CHALLENGE 1 ▸ In the records that follow the text, list every line containing the word "ball", matching case exactly.

TEXT EXCERPT ▸

This is video we took of Dad sharing with us his war experiences after we spent time studying World War II with mom and him.
Enjoy Part 1 and Part 2 (below)...
More to come about his childhood... stay tuned. P-
Cari's contribution is well worth posting for you to read...
I emailed dad from the Eastern University computer lab to ask him a series of questions: “What was your motivation to fight? Did you ever ‘soil your armor’? What was the food like?” I was writing a paper for my history class, and I wanted to draw more out of dad about his World War II experience than what I already knew:
that he was a tail-gunner on a B-24 Liberator that dropped bombs over Germany on his 18th birthday,
and that he and his five brothers involved were dubbed “The Fighting Flynns” in their neighborhood of Montello and hometown of Brockton, Massachusetts.
This project also motivated emails with my father’s eldest brother, Paul, the only other surviving member of “The Fighting Flynns,” but allowed me, through their stories, to get to know the others: Joe, Ray, Larry, and “Tiger.”

TASK INPUTS ▸
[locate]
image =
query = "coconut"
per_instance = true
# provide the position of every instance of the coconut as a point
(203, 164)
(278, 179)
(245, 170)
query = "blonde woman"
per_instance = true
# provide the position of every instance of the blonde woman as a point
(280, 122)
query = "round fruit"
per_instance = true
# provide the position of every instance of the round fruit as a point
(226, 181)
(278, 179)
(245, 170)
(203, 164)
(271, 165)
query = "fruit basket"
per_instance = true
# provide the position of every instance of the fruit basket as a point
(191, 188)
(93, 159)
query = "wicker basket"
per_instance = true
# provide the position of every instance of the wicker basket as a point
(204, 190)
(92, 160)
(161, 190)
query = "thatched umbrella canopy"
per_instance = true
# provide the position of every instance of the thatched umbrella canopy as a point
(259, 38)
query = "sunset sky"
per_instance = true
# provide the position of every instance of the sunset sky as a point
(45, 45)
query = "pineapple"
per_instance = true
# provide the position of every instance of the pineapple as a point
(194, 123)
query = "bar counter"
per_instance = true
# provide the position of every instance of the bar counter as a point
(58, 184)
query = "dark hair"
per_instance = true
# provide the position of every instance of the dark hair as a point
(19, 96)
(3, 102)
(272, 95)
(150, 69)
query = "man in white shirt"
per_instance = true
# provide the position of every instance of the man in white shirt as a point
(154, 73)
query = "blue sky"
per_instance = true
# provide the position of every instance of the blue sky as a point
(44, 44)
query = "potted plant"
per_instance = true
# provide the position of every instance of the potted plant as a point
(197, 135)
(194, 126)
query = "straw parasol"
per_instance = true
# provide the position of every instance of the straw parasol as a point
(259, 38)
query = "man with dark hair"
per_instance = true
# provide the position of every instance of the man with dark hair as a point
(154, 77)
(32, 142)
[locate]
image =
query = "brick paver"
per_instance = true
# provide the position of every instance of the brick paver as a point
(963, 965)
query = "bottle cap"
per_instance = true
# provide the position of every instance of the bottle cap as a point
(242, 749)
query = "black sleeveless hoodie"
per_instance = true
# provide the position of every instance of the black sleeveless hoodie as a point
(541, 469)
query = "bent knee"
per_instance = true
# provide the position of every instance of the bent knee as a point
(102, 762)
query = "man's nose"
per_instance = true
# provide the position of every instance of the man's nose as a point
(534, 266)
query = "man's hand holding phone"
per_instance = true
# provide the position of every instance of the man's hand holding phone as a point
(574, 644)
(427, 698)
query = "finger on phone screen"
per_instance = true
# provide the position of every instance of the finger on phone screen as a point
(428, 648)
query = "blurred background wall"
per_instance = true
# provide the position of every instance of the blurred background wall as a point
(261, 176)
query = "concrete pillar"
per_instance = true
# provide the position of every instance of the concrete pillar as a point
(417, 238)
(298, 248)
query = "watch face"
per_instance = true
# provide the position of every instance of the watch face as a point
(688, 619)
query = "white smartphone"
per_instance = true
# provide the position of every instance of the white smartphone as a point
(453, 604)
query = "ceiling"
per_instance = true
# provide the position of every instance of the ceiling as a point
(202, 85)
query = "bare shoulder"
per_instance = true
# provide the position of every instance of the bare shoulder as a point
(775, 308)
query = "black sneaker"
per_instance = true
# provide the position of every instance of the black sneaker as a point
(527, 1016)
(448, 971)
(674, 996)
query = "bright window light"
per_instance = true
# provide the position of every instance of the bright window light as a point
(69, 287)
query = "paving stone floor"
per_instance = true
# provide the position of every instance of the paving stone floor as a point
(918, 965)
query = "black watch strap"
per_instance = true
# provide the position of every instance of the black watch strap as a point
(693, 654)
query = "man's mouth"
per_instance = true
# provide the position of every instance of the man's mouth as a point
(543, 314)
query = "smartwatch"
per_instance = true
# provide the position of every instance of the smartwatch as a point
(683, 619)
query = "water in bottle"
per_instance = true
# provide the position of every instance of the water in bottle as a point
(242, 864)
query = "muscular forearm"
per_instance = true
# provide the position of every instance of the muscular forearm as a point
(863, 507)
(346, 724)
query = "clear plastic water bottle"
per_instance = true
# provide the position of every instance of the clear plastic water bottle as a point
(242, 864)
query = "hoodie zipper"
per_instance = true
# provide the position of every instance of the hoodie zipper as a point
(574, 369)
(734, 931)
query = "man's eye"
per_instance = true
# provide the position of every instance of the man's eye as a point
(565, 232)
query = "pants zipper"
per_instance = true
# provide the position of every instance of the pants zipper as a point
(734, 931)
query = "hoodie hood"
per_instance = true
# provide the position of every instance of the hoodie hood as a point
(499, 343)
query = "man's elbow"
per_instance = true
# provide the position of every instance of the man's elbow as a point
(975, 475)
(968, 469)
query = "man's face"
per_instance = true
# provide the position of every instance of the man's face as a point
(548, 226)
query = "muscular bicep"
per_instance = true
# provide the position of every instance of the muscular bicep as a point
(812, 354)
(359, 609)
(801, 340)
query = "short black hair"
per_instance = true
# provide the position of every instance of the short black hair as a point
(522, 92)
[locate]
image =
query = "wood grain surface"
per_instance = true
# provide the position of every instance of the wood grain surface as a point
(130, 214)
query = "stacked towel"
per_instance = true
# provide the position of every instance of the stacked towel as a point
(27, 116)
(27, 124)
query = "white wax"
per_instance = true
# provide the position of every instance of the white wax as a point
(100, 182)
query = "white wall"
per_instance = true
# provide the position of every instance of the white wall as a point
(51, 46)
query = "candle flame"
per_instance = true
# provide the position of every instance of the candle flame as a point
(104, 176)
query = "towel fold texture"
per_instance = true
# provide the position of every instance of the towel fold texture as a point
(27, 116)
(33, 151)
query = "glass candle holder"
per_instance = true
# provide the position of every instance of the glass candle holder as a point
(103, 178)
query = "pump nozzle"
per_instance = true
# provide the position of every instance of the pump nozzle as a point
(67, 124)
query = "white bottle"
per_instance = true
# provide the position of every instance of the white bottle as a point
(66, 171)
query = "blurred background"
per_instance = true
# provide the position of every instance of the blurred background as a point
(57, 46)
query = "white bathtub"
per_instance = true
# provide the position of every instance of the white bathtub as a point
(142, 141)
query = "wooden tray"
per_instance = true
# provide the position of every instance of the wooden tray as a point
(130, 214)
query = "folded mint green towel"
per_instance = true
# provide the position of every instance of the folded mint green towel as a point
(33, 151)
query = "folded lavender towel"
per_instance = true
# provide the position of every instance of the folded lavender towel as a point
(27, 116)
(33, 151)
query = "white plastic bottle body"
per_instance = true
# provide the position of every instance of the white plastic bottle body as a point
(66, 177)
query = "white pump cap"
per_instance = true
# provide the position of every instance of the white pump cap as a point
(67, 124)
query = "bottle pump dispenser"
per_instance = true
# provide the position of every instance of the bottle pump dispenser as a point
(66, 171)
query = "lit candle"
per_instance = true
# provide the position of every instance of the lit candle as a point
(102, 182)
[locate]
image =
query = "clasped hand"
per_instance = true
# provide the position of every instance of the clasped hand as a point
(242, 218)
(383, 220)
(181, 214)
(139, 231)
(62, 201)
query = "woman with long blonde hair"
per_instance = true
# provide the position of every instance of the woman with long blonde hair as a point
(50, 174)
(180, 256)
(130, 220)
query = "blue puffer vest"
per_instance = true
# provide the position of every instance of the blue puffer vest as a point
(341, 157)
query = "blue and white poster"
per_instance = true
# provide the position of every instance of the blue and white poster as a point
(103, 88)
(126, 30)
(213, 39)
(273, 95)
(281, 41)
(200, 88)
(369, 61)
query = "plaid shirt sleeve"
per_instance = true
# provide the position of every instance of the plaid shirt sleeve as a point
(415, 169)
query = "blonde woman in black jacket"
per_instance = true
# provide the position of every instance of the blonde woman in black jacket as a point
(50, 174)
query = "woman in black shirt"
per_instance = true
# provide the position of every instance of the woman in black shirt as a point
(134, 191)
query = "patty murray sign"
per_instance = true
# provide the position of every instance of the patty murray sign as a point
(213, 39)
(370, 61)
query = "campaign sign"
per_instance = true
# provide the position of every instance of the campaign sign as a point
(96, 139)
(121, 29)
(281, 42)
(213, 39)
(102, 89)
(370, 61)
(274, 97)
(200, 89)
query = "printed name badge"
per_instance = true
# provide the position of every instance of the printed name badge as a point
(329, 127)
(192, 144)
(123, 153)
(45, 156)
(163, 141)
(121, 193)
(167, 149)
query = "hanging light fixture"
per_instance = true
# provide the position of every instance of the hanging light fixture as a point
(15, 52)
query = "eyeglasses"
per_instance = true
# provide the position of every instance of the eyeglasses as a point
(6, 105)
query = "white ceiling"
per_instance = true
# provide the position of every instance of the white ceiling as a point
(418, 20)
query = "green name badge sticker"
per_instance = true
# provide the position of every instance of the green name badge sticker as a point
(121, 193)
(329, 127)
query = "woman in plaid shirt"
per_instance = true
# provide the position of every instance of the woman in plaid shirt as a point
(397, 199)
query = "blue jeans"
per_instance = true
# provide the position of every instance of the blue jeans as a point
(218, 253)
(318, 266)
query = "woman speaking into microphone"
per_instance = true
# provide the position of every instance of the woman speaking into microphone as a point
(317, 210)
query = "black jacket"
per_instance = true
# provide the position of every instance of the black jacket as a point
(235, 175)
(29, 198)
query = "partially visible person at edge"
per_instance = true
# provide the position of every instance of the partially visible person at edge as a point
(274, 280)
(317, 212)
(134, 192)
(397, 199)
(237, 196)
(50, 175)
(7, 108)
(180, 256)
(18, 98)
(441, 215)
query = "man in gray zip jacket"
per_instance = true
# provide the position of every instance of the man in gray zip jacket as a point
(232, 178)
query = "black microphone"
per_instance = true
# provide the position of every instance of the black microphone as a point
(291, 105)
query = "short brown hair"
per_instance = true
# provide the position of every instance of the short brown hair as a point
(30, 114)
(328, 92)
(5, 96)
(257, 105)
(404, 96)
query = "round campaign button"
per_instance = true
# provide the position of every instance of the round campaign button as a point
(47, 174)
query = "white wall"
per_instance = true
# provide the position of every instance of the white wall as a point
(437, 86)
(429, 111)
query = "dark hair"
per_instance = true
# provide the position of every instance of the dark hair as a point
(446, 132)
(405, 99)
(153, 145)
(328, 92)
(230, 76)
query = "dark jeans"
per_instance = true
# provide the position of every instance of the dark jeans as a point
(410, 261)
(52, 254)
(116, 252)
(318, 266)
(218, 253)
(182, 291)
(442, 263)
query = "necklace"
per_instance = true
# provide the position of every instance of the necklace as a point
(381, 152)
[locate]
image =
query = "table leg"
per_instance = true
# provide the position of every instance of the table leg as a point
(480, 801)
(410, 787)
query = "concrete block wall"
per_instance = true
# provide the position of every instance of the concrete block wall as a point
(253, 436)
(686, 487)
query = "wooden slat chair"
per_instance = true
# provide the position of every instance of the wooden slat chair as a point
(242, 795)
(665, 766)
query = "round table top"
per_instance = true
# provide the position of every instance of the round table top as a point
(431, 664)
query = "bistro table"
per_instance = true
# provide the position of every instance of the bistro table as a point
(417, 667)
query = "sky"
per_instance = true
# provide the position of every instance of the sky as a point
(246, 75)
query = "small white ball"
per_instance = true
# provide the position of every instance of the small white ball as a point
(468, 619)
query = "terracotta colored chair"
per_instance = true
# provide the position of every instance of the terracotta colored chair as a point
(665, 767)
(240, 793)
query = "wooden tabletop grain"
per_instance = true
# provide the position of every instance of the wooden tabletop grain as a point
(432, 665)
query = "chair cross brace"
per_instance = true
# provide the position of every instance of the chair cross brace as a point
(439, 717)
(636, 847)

CHALLENGE 2 ▸ Set down the entire text about the Fighting Flynns word for word.

CORRECT OUTPUT 1 ▸
query = "small white ball"
# provide the position of every instance of the small white ball as a point

CORRECT OUTPUT 2 ▸
This is video we took of Dad sharing with us his war experiences after we spent time studying World War II with mom and him.
Enjoy Part 1 and Part 2 (below)...
More to come about his childhood... stay tuned. P-
Cari's contribution is well worth posting for you to read...
I emailed dad from the Eastern University computer lab to ask him a series of questions: “What was your motivation to fight? Did you ever ‘soil your armor’? What was the food like?” I was writing a paper for my history class, and I wanted to draw more out of dad about his World War II experience than what I already knew:
that he was a tail-gunner on a B-24 Liberator that dropped bombs over Germany on his 18th birthday,
and that he and his five brothers involved were dubbed “The Fighting Flynns” in their neighborhood of Montello and hometown of Brockton, Massachusetts.
This project also motivated emails with my father’s eldest brother, Paul, the only other surviving member of “The Fighting Flynns,” but allowed me, through their stories, to get to know the others: Joe, Ray, Larry, and “Tiger.”